### Action item
Up to and including the line with "of the round", restate every line of the records below word for word, from the first line on, leaving out the pictures.

######

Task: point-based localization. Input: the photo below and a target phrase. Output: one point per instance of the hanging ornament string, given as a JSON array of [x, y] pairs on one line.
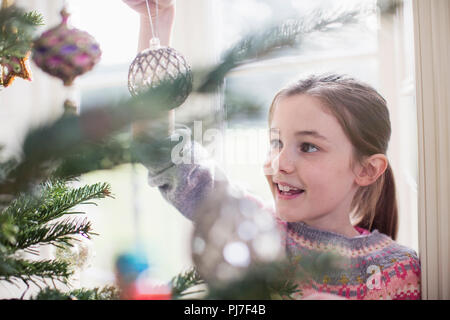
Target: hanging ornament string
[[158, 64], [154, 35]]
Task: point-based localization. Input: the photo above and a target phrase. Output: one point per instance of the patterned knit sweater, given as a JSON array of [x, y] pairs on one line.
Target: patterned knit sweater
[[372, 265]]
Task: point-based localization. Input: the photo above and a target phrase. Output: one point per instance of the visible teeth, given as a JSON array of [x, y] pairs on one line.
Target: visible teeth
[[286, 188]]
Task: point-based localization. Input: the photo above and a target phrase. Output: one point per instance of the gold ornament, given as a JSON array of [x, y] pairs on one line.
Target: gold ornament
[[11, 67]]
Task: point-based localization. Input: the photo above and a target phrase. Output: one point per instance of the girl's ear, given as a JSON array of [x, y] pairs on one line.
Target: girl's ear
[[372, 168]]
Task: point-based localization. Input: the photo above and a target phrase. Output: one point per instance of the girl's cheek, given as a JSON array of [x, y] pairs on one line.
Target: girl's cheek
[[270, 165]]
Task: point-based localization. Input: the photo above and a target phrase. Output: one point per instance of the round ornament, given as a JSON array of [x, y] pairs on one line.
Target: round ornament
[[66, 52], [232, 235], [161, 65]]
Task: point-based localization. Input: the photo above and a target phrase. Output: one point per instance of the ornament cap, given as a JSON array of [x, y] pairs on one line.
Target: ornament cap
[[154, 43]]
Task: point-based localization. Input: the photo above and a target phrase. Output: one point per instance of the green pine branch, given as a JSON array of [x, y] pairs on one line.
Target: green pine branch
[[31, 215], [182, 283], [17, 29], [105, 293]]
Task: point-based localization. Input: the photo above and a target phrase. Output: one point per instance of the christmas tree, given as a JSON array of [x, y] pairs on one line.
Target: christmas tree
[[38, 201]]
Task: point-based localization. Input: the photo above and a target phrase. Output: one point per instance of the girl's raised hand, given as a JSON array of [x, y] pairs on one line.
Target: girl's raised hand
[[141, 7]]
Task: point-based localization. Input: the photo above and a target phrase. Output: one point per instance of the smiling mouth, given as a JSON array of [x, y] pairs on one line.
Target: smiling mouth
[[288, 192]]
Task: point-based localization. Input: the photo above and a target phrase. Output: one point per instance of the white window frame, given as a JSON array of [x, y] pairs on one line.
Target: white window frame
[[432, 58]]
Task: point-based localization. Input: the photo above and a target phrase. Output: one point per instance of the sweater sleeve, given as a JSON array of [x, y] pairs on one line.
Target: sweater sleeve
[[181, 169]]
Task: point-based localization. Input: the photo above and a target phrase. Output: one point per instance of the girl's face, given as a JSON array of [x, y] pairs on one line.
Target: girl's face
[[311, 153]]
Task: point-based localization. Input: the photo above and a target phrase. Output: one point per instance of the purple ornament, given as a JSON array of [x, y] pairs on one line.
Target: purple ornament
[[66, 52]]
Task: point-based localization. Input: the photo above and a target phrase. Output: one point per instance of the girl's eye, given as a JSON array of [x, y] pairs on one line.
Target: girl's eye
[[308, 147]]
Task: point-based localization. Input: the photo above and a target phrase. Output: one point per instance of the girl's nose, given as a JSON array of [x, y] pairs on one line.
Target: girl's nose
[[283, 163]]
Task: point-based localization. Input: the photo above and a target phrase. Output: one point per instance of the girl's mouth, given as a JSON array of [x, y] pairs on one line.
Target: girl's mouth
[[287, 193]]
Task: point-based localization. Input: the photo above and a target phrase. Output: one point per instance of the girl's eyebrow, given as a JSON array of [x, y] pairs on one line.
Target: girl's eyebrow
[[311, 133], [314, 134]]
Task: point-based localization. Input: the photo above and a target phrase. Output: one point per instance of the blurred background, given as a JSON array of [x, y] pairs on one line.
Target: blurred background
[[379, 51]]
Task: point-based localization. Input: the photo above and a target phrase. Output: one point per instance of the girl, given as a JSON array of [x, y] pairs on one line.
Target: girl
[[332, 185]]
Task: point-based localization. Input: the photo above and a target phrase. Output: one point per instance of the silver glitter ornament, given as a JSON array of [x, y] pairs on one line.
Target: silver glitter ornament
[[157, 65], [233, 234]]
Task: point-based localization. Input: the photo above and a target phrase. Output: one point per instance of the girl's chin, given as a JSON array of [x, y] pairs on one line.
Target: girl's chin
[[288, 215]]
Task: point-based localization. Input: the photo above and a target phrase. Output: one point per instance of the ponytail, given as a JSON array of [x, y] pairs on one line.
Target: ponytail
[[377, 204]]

######

### Solution
Task: point-based localization. Input: the photo below and a target phrase. Output: one point per instance of the hanging ornament string, given as a JSON array of [x, y] pairs on one line.
Target: hanging ornament string
[[158, 64], [154, 35]]
Task: point-based localization. Input: the photo above and a target phrase. Output: one point per instance of the patterned knit sweater, given as a JSON array of [x, y] pairs on one line.
Target: patterned knit sweater
[[372, 265]]
Task: point-based localization. Input: the photo above and a target phrase. Output: one point per instance of the visible teeth, given as a JSON array of [x, y] pairs on one line.
Target: visible teeth
[[286, 188]]
Task: point-based localization. Input: the photo above and a target phrase. Output: one point per instance of the gold ornament, given as a JSON array of [x, y] pairs on one line.
Target: gold ornament
[[11, 67]]
Task: point-based localization. Input: the photo above and a target phrase. Output: one point per instance of the girl's ear, given as a JSON array of [x, y] pairs on one line.
Target: girl's ear
[[372, 168]]
Task: point-based localization. Input: the photo above and a target phrase. Output: one point per instance of the girl's cheek, given as a JSON array of [x, y] pairs on one line.
Target: girl's cheek
[[270, 165]]
Task: point-based localization. Input: the photo above and a target phrase. Output: one point per instance of the round ornament, given as a JSON array of [x, y] pairs on one line.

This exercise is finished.